— start Input material —
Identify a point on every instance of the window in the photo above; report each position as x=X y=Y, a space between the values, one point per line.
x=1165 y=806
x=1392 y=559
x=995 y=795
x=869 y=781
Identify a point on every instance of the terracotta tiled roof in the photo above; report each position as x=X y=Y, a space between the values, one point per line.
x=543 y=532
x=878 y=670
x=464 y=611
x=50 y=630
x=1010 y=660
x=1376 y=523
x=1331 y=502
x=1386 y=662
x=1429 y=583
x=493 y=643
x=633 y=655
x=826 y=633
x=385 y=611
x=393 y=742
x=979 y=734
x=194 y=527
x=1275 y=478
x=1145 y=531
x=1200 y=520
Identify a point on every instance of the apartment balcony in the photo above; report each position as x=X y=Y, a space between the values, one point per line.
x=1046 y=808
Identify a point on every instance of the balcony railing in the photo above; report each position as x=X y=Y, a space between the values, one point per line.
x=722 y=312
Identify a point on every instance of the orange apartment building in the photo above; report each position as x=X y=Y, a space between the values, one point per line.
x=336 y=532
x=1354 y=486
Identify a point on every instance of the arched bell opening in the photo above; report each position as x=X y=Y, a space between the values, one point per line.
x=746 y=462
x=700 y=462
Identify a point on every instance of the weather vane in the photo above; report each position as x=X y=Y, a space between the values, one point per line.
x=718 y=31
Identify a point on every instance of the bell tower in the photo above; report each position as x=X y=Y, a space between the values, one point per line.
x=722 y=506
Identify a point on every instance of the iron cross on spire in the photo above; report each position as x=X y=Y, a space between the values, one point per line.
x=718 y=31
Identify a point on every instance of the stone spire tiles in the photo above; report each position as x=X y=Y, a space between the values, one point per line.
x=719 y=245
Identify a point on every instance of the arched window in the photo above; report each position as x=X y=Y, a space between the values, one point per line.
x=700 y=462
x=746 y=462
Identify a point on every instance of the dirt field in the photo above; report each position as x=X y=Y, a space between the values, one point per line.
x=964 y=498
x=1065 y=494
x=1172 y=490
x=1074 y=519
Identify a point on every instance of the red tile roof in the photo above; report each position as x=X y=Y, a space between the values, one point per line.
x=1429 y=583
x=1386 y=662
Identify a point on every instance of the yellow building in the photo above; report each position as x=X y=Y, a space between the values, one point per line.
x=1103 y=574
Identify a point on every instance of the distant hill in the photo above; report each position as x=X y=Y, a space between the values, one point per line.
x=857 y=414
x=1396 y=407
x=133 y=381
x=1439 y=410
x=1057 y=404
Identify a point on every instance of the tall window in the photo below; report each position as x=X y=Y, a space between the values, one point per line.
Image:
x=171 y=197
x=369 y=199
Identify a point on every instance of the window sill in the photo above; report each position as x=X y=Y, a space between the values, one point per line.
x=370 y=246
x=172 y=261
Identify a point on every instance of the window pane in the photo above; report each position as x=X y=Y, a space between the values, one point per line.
— end Input material —
Exercise instructions.
Rewrite all the data above as a numbered list, one line per item, with blank lines left out.

Answer below.
1. Identify a point on every instance of the window in the photo above; report each position as x=X y=Y, a space between the values, one point per line.
2. x=1165 y=806
3. x=1392 y=559
4. x=995 y=795
5. x=869 y=781
6. Identify a point on every instance of the terracotta tiled roof in the photo above; report each position as x=X y=Y, a space between the values, one point per line.
7. x=543 y=532
8. x=878 y=670
9. x=464 y=611
10. x=50 y=630
11. x=1010 y=660
12. x=1376 y=523
13. x=1331 y=502
14. x=1386 y=662
15. x=1429 y=583
16. x=493 y=643
17. x=633 y=655
18. x=826 y=633
19. x=385 y=611
20. x=393 y=742
21. x=979 y=734
22. x=194 y=527
23. x=1275 y=478
24. x=1145 y=531
25. x=1200 y=520
26. Identify a point on every instance of the apartment balcony in the photo above; report each position as x=X y=Y, a space between the values, one point per line.
27. x=1046 y=808
28. Identify a point on every instance of the balcony railing in the photo above; report each position as x=X y=Y, a space between the values, one point per line.
29. x=722 y=312
30. Identify a point on every instance of the orange apartment building in the photo above; report each position as x=X y=Y, a space between the values, one point per line.
31. x=336 y=532
32. x=1354 y=486
33. Identify a point on every instance of the arched bell opening in the photo above; report each position as x=X y=Y, a space between the values, one point per line.
34. x=746 y=462
35. x=700 y=462
36. Identify a point on every instance of the weather vane in the photo above; report each position as x=X y=Y, a space between the values, one point per line.
37. x=718 y=31
38. Identify a point on every instance of the bell tower in the photo above; report each position as x=X y=Y, a space between the values, one point per line.
39. x=722 y=506
40. Identify a point on every instance of the iron cross on spire in the photo above; report each position as x=X y=Y, a space between the values, one point per line.
41. x=718 y=31
42. Identify a point on every instance of the stone spire tiles in the photo above; report each position as x=X y=Y, a space between the values, one point per line.
43. x=719 y=245
44. Identify a point on every instance of the arched window in the photo above; report each position as x=X y=Y, a space between the values, one point per line.
45. x=700 y=462
46. x=746 y=462
47. Identify a point on every instance of the dirt field in the photo above; report each position as x=X y=Y, a space between the values, one point per line.
48. x=964 y=498
49. x=1065 y=494
50. x=1172 y=490
51. x=1074 y=519
52. Identify a point on every instance of the red tile roof in the photo above; report each position as x=X y=Y, a space between the values, one point per line.
53. x=1429 y=583
54. x=1386 y=662
55. Identify a point on every instance of the yellow building in the photo above; report each position as x=X y=Y, a space between the values, one point per line.
56. x=1103 y=574
57. Identify a point on every instance of the distant hill in the photo above; report each position as x=X y=Y, a space between the values, one point per line.
58. x=857 y=414
59. x=1396 y=407
60. x=133 y=381
61. x=1439 y=410
62. x=1057 y=404
63. Identify a point on every instance of the tall window in the photo below; report each position as x=X y=Y, a space between the values, one point per line.
64. Image:
65. x=171 y=197
66. x=369 y=199
67. Identify a point on every instance of the window sill in the photo above; report each position as x=X y=Y, a space between the values, one point per line.
68. x=370 y=246
69. x=172 y=261
70. Identify a point on every instance of the window pane in the photo above; report each position as x=X y=Y, a space between the values, one point per line.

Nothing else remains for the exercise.